§ Exercise instructions
Each record that follows should be repeated exactly, minus any images.

Position identification records

----------

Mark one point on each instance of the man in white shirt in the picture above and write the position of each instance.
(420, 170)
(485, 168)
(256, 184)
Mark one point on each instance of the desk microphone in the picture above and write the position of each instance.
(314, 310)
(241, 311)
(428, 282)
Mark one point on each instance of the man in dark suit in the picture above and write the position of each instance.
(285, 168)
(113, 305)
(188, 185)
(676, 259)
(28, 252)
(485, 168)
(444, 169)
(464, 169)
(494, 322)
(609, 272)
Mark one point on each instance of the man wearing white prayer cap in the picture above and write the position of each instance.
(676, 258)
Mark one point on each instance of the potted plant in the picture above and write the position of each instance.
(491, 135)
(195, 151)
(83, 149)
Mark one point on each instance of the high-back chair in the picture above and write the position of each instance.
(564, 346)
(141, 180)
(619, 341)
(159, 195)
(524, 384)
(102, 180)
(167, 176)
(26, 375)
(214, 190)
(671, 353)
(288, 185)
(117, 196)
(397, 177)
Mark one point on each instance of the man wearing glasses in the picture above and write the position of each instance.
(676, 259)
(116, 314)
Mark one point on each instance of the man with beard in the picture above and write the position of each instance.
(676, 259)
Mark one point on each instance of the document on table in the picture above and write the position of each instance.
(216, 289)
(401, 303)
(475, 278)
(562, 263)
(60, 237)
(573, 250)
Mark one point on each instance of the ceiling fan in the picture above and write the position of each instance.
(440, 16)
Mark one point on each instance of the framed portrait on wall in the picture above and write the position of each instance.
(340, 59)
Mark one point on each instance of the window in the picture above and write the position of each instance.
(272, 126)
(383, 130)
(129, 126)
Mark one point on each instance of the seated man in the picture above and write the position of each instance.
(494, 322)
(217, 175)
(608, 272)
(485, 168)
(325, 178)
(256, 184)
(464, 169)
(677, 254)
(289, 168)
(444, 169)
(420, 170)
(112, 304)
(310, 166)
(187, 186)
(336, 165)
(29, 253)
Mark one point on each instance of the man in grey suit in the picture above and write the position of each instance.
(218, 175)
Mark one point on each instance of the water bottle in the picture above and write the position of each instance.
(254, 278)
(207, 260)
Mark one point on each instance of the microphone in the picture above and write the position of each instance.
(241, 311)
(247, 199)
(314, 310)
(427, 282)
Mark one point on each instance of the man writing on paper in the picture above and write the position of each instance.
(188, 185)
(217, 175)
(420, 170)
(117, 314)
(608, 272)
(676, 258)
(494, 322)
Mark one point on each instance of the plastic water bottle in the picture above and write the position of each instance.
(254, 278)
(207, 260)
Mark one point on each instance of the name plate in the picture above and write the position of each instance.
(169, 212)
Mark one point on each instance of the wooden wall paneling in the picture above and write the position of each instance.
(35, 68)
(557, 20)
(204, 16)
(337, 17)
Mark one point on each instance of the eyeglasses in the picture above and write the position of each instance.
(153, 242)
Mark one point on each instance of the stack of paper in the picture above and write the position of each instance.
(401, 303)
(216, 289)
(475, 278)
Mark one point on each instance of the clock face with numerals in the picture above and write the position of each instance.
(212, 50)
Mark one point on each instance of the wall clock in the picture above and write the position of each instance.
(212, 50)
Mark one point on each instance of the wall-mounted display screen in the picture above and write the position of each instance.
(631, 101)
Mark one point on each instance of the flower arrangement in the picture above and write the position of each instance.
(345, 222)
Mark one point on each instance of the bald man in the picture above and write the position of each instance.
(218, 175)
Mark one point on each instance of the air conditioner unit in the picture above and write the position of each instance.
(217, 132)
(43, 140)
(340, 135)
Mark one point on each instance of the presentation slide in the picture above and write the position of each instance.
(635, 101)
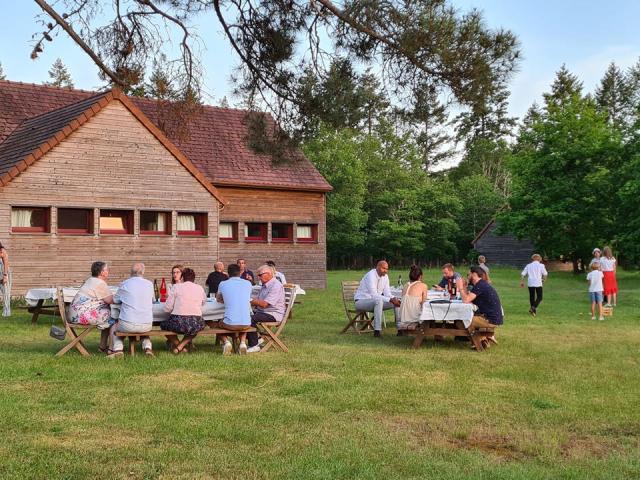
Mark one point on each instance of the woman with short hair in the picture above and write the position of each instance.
(5, 282)
(90, 306)
(184, 304)
(609, 265)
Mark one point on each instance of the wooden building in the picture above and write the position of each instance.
(88, 176)
(502, 249)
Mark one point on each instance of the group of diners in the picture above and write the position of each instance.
(184, 303)
(374, 295)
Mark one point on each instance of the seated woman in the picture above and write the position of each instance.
(90, 306)
(176, 276)
(414, 295)
(185, 306)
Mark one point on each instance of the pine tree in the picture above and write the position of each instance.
(59, 75)
(611, 96)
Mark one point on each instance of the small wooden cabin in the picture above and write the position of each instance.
(88, 176)
(502, 249)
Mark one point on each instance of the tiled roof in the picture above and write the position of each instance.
(216, 143)
(35, 136)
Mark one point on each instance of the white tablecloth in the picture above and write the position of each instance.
(210, 311)
(456, 310)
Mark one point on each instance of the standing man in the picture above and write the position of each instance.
(374, 295)
(136, 297)
(536, 275)
(235, 293)
(449, 278)
(269, 305)
(215, 277)
(244, 273)
(483, 296)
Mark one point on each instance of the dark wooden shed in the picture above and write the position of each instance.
(502, 249)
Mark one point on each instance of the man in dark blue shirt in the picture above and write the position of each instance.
(485, 297)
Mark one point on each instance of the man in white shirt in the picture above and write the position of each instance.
(536, 275)
(374, 295)
(136, 297)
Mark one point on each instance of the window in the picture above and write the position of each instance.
(154, 223)
(75, 220)
(307, 233)
(119, 222)
(255, 232)
(30, 219)
(192, 223)
(228, 231)
(281, 232)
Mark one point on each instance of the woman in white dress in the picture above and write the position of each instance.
(414, 295)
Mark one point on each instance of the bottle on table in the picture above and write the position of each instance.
(163, 290)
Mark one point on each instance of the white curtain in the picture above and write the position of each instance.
(186, 222)
(226, 230)
(21, 217)
(303, 231)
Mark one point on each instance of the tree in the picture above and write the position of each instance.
(612, 97)
(562, 181)
(59, 75)
(277, 41)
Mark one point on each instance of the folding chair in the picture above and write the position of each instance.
(358, 320)
(72, 329)
(271, 330)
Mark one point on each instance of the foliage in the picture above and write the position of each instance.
(562, 177)
(59, 75)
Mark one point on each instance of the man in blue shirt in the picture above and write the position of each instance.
(485, 297)
(235, 293)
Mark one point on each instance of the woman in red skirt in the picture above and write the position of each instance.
(608, 266)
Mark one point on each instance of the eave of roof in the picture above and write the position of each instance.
(71, 121)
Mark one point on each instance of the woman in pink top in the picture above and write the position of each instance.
(185, 307)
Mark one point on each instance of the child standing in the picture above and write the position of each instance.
(594, 278)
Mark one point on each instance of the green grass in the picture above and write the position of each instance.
(559, 397)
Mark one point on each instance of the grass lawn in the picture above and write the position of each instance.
(559, 397)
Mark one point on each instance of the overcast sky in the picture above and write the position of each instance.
(586, 35)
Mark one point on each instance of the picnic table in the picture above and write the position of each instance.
(44, 301)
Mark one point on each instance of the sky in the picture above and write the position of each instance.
(586, 35)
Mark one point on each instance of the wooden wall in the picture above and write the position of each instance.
(503, 249)
(110, 162)
(303, 263)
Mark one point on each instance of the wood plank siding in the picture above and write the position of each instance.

----------

§ In response
Mark one point on each instance of the man in white shirt in the picture above and write the position of each instance.
(420, 170)
(485, 168)
(256, 184)
Mark one point on each instance of the desk microphone in the picture above and write the position of each instance.
(314, 310)
(241, 311)
(428, 282)
Mark one point on each instance of the man in dark suit in the picture above and write the position of each instance.
(285, 168)
(113, 305)
(188, 185)
(676, 259)
(28, 252)
(485, 168)
(444, 169)
(464, 169)
(494, 322)
(609, 272)
Mark one point on each instance of the man wearing white prayer cap in the picture above and write the position of each instance.
(676, 258)
Mark one point on each instance of the potted plant in the picture above and write the position of each instance.
(491, 135)
(195, 151)
(83, 149)
Mark one point on each instance of the high-back chair in the picture above and write the position of each instance.
(564, 346)
(141, 180)
(619, 341)
(159, 195)
(524, 384)
(102, 180)
(167, 176)
(26, 375)
(214, 190)
(671, 353)
(288, 185)
(117, 196)
(397, 177)
Mark one point on each instance of the man wearing glasses in the picture above and write the position of each instance.
(676, 259)
(116, 314)
Mark one point on each instance of the man with beard in the picture above and write the position of each instance.
(676, 259)
Mark one point on each instance of the document on table in the picture above and write the position of each instance.
(216, 289)
(401, 303)
(475, 278)
(562, 263)
(60, 237)
(573, 250)
Mark one point on each instance of the ceiling fan in the picture above and write the position of each instance.
(440, 16)
Mark one point on each instance of the framed portrait on wall in the picture above and write the position of each instance.
(340, 59)
Mark one point on each instance of the window in the picture above and write the position of each instance.
(272, 126)
(383, 130)
(129, 126)
Mark one point on each instance of the seated man in the picture above and write the position of each instance.
(494, 322)
(217, 175)
(608, 272)
(485, 168)
(325, 178)
(256, 184)
(464, 169)
(677, 254)
(289, 168)
(444, 169)
(420, 170)
(112, 304)
(310, 166)
(187, 186)
(336, 165)
(29, 253)
Mark one point on each instance of the man in grey suit in the picture above and write the position of each instance.
(218, 175)
Mark one point on each instance of the water bottle in the picture above and write the position of each instance.
(254, 278)
(207, 260)
Mark one point on each instance of the microphone in the picture above and write the position of each instance.
(241, 311)
(247, 199)
(314, 310)
(427, 282)
Mark one point on each instance of the man writing on paper in the picture above and write the position of each instance.
(188, 185)
(217, 175)
(420, 170)
(117, 314)
(608, 272)
(676, 258)
(494, 322)
Mark one point on each instance of the plastic water bottle in the picture above and write the position of each instance.
(254, 278)
(207, 260)
Mark one point on each instance of the name plate in the picture above and write the position of each instance.
(169, 212)
Mark one point on each instance of the wooden wall paneling in the picture above and write the position of each instance.
(35, 68)
(557, 20)
(204, 16)
(337, 17)
Mark one point on each instance of the eyeglasses in the picture above and write the position of each instance.
(153, 242)
Mark one point on each instance of the stack of paper in the picture above and write the position of each instance.
(401, 303)
(216, 289)
(475, 278)
Mark one point on each instance of the clock face with numerals in the picture above and write the position of each instance.
(212, 50)
Mark one point on each instance of the wall clock in the picture above and write the position of each instance.
(212, 50)
Mark one point on each instance of the wall-mounted display screen in the picture above and write the position of each instance.
(631, 101)
Mark one point on each instance of the flower arrangement in the picture above and write the position of each instance.
(345, 222)
Mark one point on each instance of the bald man in the picture above and write the position of each instance.
(218, 175)
Mark one point on each instance of the air conditioner unit in the picture above and write the position of each instance.
(217, 132)
(43, 140)
(340, 135)
Mark one point on each instance of the presentation slide in the picture above and write the position of each instance.
(635, 101)
Mark one point on each instance of the woman with short hair in the picture above and write the position of each instance.
(5, 282)
(90, 306)
(184, 304)
(609, 265)
Mark one point on each instance of the wooden building in the picture above and write the position of each instance.
(88, 176)
(502, 249)
Mark one point on each instance of the group of diners in the picture above and write the position of each instance.
(184, 303)
(374, 295)
Mark one point on each instance of the seated woman in the picture above and write the position of each instance.
(90, 306)
(176, 276)
(414, 295)
(185, 306)
Mark one point on each instance of the pine tree in the picture above and write the position of each instance.
(59, 75)
(611, 96)
Mark one point on each instance of the small wooden cabin in the picture above and write the position of each instance.
(88, 176)
(502, 249)
Mark one point on each instance of the tiled roof in the picture above and write the position of each instance.
(216, 143)
(35, 136)
Mark one point on each instance of the white tablecloth in the picture above and write the position of each instance.
(210, 311)
(456, 310)
Mark one point on each instance of the standing man in the picture above and write the position of each instance.
(374, 295)
(136, 297)
(536, 275)
(235, 293)
(449, 278)
(269, 305)
(215, 277)
(244, 273)
(483, 296)
Mark one point on each instance of the dark wooden shed in the picture above and write the position of each instance.
(502, 249)
Mark one point on each instance of the man in dark blue shirt in the picture above and write the position of each instance.
(485, 297)
Mark one point on each instance of the man in white shirt in the picture above and write the position of each instance.
(536, 275)
(374, 295)
(136, 297)
Mark one point on each instance of the window in the picture above and write the position of each instance.
(154, 223)
(75, 220)
(307, 233)
(119, 222)
(255, 232)
(30, 219)
(192, 223)
(228, 231)
(281, 232)
Mark one point on each instance of the woman in white dress in the picture above and write the position of each instance.
(414, 295)
Mark one point on each instance of the bottle on table in the picture above and write the position of each instance.
(163, 290)
Mark one point on each instance of the white curtain in the picture above and write the position of each instance.
(186, 222)
(226, 230)
(21, 217)
(303, 231)
Mark one point on each instance of the tree in the picture above and write the position of each instance.
(612, 97)
(562, 181)
(59, 75)
(277, 41)
Mark one point on each instance of the folding chair in the picture above and write the position of each instance.
(358, 320)
(72, 329)
(271, 330)
Mark one point on each instance of the foliage in the picture above and write the position of each instance.
(562, 177)
(59, 75)
Mark one point on each instance of the man in blue shirt in the picture above and write the position of each instance.
(485, 297)
(235, 293)
Mark one point on each instance of the woman in red skirt in the picture above and write the position of each instance.
(608, 266)
Mark one point on each instance of the eave of roof in the picture above and write the position of each instance.
(71, 121)
Mark one point on each instance of the woman in pink top in the picture above and write the position of each instance.
(185, 307)
Mark one point on each instance of the child standing in the picture above and write the position of each instance.
(594, 278)
Mark one point on each instance of the green grass in the picture above and write the position of each instance.
(559, 397)
Mark one point on each instance of the grass lawn in the picture above and write the position of each instance.
(559, 397)
Mark one point on each instance of the overcast sky in the picture above and write the position of each instance.
(586, 35)
Mark one point on each instance of the picnic table in the picture above and write the position of each instance.
(44, 301)
Mark one point on each instance of the sky in the picture above and write the position of each instance.
(586, 35)
Mark one point on each instance of the wooden wall in the picture above and write the position of each instance.
(503, 249)
(110, 162)
(303, 263)
Mark one point on each instance of the wood plank siding in the picture above and write the position of each instance.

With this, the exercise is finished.